#### EXERCISE REQUIREMENTS:
Rewrite the material below, changing every "dropping a marker" to "placing a dot" and keeping everything else the same. Leave the pictures out of your version.

#### DATASET:
>>>

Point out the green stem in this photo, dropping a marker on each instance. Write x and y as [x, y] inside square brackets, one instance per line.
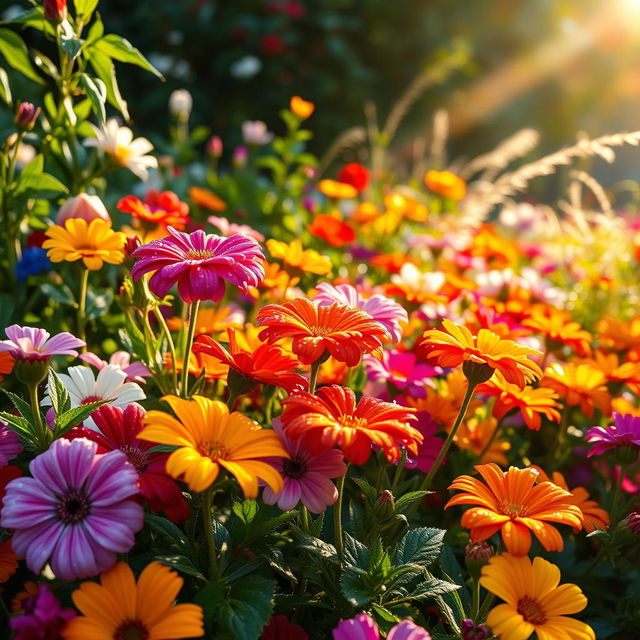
[193, 316]
[426, 483]
[82, 306]
[207, 523]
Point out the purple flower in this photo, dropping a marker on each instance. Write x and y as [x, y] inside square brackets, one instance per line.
[401, 369]
[43, 617]
[625, 432]
[10, 445]
[31, 343]
[383, 310]
[199, 264]
[75, 512]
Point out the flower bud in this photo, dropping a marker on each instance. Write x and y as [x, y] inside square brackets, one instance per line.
[26, 116]
[83, 206]
[55, 11]
[180, 104]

<<<

#### RESPONSE TO THE EXERCISE:
Point out the green stem in this photo, placing a dot on each instance. Write x and y as [x, y] inside square brackets, one instance per line.
[193, 316]
[426, 483]
[82, 306]
[207, 523]
Point out the purple flower in this photo, placing a dot on each instance. Write x and y as [x, y] inside square brackets, one instance per line.
[401, 369]
[43, 617]
[625, 432]
[10, 445]
[31, 343]
[383, 310]
[199, 264]
[75, 512]
Point out the flower bud in this photo, placing a dot on each instance. Write x and y as [x, y] inside square brackets, one instance per line.
[26, 116]
[83, 206]
[55, 11]
[180, 104]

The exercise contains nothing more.